▶ **INSTRUÇÕES DO EXERCÍCIO**:
Reescreva a listagem abaixo trocando "Target" por "Object" e sem alterar mais nada. Por favor, deixe as imagens fora da resposta.

Linhas de dados:
....
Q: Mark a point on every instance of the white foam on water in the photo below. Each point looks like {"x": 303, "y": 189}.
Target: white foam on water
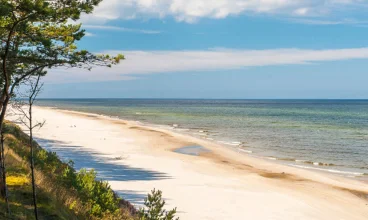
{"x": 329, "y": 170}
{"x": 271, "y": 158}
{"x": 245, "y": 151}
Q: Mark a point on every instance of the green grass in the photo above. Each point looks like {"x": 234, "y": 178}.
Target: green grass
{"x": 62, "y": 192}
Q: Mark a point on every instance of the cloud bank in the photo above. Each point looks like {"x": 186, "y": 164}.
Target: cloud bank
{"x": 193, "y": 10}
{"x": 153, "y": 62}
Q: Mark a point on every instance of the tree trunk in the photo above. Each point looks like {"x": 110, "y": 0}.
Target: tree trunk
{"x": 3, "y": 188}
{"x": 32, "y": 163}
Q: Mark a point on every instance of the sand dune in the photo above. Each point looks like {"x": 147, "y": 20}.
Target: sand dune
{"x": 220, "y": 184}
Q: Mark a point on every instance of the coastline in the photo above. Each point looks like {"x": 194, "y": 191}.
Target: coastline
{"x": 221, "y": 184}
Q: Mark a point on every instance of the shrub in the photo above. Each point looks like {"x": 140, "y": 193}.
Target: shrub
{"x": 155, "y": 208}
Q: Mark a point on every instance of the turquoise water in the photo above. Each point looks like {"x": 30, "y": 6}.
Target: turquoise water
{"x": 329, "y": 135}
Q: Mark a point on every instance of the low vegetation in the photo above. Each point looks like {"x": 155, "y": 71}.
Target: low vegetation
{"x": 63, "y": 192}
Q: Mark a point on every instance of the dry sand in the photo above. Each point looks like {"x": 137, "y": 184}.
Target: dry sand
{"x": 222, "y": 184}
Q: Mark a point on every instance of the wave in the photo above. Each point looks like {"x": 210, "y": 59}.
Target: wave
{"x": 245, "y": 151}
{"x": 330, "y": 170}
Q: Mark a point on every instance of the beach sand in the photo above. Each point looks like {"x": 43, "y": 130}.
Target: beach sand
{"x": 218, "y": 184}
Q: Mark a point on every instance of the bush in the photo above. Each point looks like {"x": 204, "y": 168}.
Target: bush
....
▶ **EXERCÍCIO RESOLVIDO**:
Q: Mark a point on every instance of the white foam on water in the photo below. Each point looks like {"x": 303, "y": 189}.
Object: white foam on water
{"x": 329, "y": 170}
{"x": 271, "y": 158}
{"x": 245, "y": 151}
Q: Mark a point on every instance of the green grass in the photo above. Each point looks like {"x": 234, "y": 178}.
Object: green grass
{"x": 62, "y": 192}
Q: Mark a point on every instance of the cloud bank in the photo above. Each point looks like {"x": 186, "y": 164}.
Object: cloud bank
{"x": 193, "y": 10}
{"x": 153, "y": 62}
Q: Mark a point on every instance of the tree trunk in the photo above. Each point looks like {"x": 110, "y": 0}.
Object: tree trunk
{"x": 3, "y": 188}
{"x": 32, "y": 163}
Q: Mark a point on every instance of the sand dune in the photo above. Each point looks like {"x": 147, "y": 20}.
Object: sand dune
{"x": 220, "y": 184}
Q: Mark a point on every instance of the coastline in the photo above. Each point looks like {"x": 194, "y": 191}.
Object: coastline
{"x": 221, "y": 184}
Q: Mark a point on every instance of the shrub in the photo above. Each point looks like {"x": 140, "y": 193}.
Object: shrub
{"x": 155, "y": 208}
Q: Mark a point on every instance of the turquoise water in the photo above. Each point looks like {"x": 30, "y": 6}.
Object: turquoise water
{"x": 329, "y": 135}
Q: Mark a point on every instance of the low vegetation in the photo above. Each point looks like {"x": 155, "y": 71}.
Object: low vegetation
{"x": 63, "y": 192}
Q: Mark a point on every instance of the dry sand in the photo above. Each point looks like {"x": 137, "y": 184}.
Object: dry sand
{"x": 222, "y": 184}
Q: Mark a point on every instance of the wave in the photo above. Each point looks like {"x": 210, "y": 59}.
Object: wave
{"x": 245, "y": 151}
{"x": 330, "y": 170}
Q: Mark a point on every instance of the beach sand in the photo above. Each point looks like {"x": 43, "y": 130}.
Object: beach sand
{"x": 218, "y": 184}
Q: Mark a point on every instance of the bush in the photo above. Each point looks like {"x": 204, "y": 168}.
Object: bush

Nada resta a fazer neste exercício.